THE DATA
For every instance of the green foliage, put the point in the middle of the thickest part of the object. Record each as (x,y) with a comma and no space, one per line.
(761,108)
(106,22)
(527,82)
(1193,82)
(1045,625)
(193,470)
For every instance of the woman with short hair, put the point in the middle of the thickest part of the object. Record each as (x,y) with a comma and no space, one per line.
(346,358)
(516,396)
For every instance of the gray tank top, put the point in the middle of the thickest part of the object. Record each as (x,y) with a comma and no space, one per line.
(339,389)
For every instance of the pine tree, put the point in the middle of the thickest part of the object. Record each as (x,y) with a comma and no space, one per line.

PROBLEM
Please print exactly the lines of the entries above, beginning with the line that contains "For every instance of the woman" and ending with the last line.

COMPLETED EXERCISE
For every instance of the woman with short hair, put the point in the middle of the thickest part of the object. Record each as (x,y) with a comma and no space, one per line.
(346,358)
(516,396)
For every instance of the gray tank top, put the point in the middle of the thickest part of the object. Record each as (x,y) with a comma and no space, one per line.
(339,389)
For every instance of the pine tree, put the point in the middle of the thickest part of the object. Record each as (x,y) with a comma and no space, one per line.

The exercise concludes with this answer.